→ PASSAGE SHOWN

⟨

From: Jony Rosenne (rosennej@qsm.co.il)
Date: Thu Jul 31 2003 - 15:57:13 EDT
I was under the impression that old English manuscripts did use different
glyphs for the two sounds of th.
Jony
> -----Original Message-----
> From: Peter Kirk [mailto:peter.r.kirk@ntlworld.com]
> Sent: Thursday, July 31, 2003 8:30 PM
> To: Jony Rosenne
> Cc: unicode@unicode.org
> Subject: Re: Hebrew Vav Holam
>
>
> On 31/07/2003 11:31, Jony Rosenne wrote:
>
> >This argumentation applies equally well to th (which should
> be at least
> >two Unicodes in English), gh (how many?), etc.
> >
> >Jony
> >
> >
> >
> >>-----Original Message-----
> >>From: Ted Hopp [mailto:ted@newslate.com]
> >>Sent: Thursday, July 31, 2003 4:58 PM
> >>To: Peter Kirk
> >>Cc: Jony Rosenne; unicode@unicode.org
> >>Subject: Re: Hebrew Vav Holam
> >>
> >>
> >>
> >>
> >...

⟩

→ WRITTEN EXERCISE
In the mailing-list message, copy the stretch from "From: Jony Rosenne" through "sounds of th.", substituting "inscriptions" for "manuscripts".

→ RECORDED DATA

⟨

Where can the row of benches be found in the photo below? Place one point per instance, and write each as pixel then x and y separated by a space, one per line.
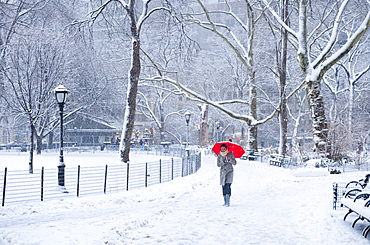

⟩

→ COMPLETED TASK
From: Jony Rosenne (rosennej@qsm.co.il)
Date: Thu Jul 31 2003 - 15:57:13 EDT
I was under the impression that old English inscriptions did use different
glyphs for the two sounds of th.